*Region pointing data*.

■ ■ ■ ■

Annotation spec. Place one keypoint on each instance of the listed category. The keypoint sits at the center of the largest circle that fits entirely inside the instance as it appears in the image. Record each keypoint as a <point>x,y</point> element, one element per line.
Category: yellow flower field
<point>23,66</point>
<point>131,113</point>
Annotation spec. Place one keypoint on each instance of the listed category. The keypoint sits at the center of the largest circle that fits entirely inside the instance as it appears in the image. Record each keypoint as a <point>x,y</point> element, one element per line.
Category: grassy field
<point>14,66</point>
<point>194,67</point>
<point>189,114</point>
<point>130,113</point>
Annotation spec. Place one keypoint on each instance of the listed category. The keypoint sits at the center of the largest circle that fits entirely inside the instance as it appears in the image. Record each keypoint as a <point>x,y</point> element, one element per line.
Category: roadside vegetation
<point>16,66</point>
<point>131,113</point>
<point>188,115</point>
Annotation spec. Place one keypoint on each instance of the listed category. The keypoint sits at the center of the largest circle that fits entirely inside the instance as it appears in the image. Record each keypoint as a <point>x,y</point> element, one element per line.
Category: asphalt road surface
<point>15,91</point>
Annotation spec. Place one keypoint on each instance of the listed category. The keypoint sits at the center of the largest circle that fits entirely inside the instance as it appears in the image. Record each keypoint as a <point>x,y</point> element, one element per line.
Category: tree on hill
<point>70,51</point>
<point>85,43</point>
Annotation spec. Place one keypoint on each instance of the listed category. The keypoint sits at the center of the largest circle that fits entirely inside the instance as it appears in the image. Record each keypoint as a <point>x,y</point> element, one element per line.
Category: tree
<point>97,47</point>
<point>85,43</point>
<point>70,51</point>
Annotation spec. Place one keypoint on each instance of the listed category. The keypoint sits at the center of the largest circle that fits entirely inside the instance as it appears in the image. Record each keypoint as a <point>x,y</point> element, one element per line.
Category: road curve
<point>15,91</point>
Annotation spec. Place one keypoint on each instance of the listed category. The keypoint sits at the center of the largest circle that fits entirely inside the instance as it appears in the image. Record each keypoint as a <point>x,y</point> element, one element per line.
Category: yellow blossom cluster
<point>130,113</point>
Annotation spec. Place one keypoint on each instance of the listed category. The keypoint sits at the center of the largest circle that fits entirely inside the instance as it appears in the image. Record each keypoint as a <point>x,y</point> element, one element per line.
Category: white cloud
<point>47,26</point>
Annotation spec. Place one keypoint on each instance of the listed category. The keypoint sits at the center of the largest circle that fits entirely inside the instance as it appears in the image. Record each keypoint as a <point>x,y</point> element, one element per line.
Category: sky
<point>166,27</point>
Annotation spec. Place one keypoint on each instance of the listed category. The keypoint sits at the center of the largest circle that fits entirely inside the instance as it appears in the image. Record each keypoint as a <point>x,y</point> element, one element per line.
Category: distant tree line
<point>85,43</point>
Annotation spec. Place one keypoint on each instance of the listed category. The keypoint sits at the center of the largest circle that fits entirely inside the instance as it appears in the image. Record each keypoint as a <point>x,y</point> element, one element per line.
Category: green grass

■ ■ ■ ■

Your answer must be an exact transcription of all the data above.

Annotation spec. Place one keypoint on each instance of the listed category. The keypoint sits at the center of the largest circle that fits entirely inside the instance as it appears in the image. Record each keypoint as a <point>x,y</point> element, one element per line.
Category: yellow flower field
<point>23,66</point>
<point>131,113</point>
Annotation spec. Place one keypoint on each instance of the listed category. The keypoint sits at the center of the largest circle that fits entirely inside the instance as it appears in the image. Record each keypoint as a <point>x,y</point> element, one element per line.
Category: grassy field
<point>14,66</point>
<point>194,67</point>
<point>189,114</point>
<point>130,113</point>
Annotation spec. Place one keypoint on each instance of the listed category. The keypoint sits at the center of the largest circle that fits entirely inside the instance as it appears in the image. Record each keypoint as a <point>x,y</point> element, one element per line.
Category: roadside vegetation
<point>16,66</point>
<point>131,113</point>
<point>188,115</point>
Annotation spec. Place one keypoint on each instance of the listed category. The keypoint sits at the center of the largest circle that fits entirely inside the instance as it appears in the image. Record each keypoint as a <point>x,y</point> element, one element per line.
Category: asphalt road surface
<point>15,91</point>
Annotation spec. Place one keypoint on each instance of the listed category. The keypoint sits at the center of the largest circle that fits entirely inside the instance as it appears in the image. Record each keypoint as a <point>x,y</point> element, one element per line.
Category: tree on hill
<point>70,51</point>
<point>85,43</point>
Annotation spec. Place one keypoint on each instance of the listed category. The keypoint sits at the center of the largest circle that fits entirely inside the instance as it appears in the image. Record each keypoint as a <point>x,y</point> element, one element per line.
Category: tree
<point>97,47</point>
<point>85,43</point>
<point>70,51</point>
Annotation spec. Place one keypoint on each instance of the listed category. The keypoint sits at the center of the largest circle that fits entirely inside the instance as it appears in the image. Record each keypoint as a <point>x,y</point> element, one element per line.
Category: road curve
<point>15,91</point>
Annotation spec. Place one keypoint on each instance of the listed category. The keypoint sits at the center of the largest circle that fits entirely inside the instance as it appears in the image. Record each keypoint as a <point>x,y</point> element, one element per line.
Category: yellow blossom cluster
<point>130,113</point>
Annotation spec. Place one keypoint on each instance of the listed category. The keypoint sits at the center of the largest circle that fits entirely inside the instance as it appears in the image. Record each keypoint as a <point>x,y</point> element, one element per line.
Category: white cloud
<point>47,26</point>
Annotation spec. Place one keypoint on each instance of the listed category. The keypoint sits at the center of the largest circle that fits entirely inside the instance as it appears in the image. Record each keypoint as a <point>x,y</point> element, one element per line.
Category: sky
<point>166,27</point>
Annotation spec. Place one keypoint on each instance of the listed category. The keypoint sits at the center of the largest circle that fits entirely inside the instance as it appears in the image. Record each keypoint as a <point>x,y</point> element, one element per line.
Category: distant tree line
<point>85,43</point>
Annotation spec. Place one keypoint on each instance of the listed category. The keypoint sits at the center of the largest circle that fits entirely inside the instance as it appears in the image. Record each keypoint as a <point>x,y</point> element, one element per line.
Category: green grass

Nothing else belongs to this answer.